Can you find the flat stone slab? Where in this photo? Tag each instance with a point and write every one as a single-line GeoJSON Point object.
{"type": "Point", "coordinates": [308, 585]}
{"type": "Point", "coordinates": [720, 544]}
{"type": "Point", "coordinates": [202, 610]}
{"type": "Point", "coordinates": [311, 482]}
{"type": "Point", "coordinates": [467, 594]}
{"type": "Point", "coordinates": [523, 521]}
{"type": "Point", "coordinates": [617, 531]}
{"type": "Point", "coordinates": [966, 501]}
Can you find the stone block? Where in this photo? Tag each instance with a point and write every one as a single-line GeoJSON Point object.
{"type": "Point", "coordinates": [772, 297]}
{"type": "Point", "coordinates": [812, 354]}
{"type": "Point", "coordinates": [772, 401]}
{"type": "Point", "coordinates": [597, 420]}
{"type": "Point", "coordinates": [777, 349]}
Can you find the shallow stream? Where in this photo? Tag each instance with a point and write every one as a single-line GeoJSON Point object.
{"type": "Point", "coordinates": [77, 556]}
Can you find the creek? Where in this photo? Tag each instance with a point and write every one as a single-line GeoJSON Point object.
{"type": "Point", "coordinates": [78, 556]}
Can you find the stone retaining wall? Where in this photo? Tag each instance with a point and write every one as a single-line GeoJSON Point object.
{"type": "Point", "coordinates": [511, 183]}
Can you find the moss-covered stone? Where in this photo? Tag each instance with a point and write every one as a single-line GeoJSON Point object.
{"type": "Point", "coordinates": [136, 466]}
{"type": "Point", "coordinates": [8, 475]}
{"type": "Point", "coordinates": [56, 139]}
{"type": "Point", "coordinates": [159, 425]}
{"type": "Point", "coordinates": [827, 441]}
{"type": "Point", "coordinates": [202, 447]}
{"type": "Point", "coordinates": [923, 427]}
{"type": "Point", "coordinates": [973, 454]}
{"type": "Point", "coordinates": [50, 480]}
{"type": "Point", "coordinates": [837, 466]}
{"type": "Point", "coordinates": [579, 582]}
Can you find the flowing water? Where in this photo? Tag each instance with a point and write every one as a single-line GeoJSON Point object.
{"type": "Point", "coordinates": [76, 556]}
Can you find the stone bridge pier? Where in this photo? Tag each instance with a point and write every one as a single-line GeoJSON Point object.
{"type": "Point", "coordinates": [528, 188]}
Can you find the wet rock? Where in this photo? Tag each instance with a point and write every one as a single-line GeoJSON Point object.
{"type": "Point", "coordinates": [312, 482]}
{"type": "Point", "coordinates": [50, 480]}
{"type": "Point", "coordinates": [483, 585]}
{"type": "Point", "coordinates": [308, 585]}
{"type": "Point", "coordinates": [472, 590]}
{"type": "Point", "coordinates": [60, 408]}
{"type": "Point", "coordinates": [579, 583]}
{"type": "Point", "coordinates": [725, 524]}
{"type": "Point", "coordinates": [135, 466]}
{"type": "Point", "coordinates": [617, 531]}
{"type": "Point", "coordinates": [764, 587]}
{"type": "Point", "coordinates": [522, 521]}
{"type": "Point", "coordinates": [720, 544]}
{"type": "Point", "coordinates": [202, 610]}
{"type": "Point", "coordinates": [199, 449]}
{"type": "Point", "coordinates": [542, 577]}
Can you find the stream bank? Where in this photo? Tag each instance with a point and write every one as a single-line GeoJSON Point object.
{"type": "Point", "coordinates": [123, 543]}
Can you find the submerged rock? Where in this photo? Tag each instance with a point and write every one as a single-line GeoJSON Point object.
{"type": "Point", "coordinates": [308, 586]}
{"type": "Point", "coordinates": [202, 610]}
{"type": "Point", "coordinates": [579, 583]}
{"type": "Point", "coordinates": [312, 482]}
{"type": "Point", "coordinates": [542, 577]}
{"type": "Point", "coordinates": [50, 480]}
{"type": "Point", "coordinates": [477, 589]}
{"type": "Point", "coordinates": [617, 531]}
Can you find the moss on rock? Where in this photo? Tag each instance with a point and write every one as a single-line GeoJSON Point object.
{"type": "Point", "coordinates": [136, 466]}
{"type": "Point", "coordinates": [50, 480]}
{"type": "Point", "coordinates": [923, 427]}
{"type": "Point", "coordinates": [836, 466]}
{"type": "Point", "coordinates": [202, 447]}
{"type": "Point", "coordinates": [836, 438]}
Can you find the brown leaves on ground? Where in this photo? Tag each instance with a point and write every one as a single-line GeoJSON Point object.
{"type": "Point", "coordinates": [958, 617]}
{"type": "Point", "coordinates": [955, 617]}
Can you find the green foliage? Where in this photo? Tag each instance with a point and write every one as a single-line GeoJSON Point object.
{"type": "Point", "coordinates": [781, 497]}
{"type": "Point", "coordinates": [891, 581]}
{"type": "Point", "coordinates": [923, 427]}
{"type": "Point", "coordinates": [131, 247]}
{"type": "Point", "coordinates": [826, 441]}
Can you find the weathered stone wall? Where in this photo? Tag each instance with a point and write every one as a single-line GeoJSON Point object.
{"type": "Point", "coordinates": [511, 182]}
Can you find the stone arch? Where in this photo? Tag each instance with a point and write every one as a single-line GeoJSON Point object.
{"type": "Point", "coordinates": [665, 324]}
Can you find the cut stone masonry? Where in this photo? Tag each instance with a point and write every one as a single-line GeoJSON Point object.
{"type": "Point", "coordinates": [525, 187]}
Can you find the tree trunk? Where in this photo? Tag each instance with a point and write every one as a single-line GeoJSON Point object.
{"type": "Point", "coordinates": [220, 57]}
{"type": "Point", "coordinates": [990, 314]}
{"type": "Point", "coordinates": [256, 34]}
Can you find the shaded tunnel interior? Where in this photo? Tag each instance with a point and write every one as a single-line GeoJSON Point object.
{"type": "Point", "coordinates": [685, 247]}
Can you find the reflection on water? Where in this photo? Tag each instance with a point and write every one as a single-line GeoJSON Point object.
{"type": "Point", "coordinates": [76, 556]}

To do:
Copy the stretch of the records from the line containing "Can you find the stone arch?" through the end, requests included, and multiply every coordinate in the answers by 0.8, rounding to whole numbers with halves going up.

Exercise response:
Can you find the stone arch? Where in this photo? Tag each instance with a point and write every one as a single-line GeoJSON Point object.
{"type": "Point", "coordinates": [532, 259]}
Can you find the cut stone masonry? Where in this photo? Tag each instance with a point and write every one as a single-line GeoJSON Point object.
{"type": "Point", "coordinates": [420, 150]}
Can you find the tree trunk? Where in this photo? Tag each instance with a point and write every one as a single-line GeoJSON Point object.
{"type": "Point", "coordinates": [176, 46]}
{"type": "Point", "coordinates": [792, 251]}
{"type": "Point", "coordinates": [205, 27]}
Can you find the shaded tunnel interior? Where in this photo? Tag each instance with a point and write every one as a single-line GeoJSON Point object.
{"type": "Point", "coordinates": [548, 198]}
Can you find the reflection on water? Where in this photo? Tag each instance with a point and write every one as a single-line GeoJSON Point object.
{"type": "Point", "coordinates": [61, 445]}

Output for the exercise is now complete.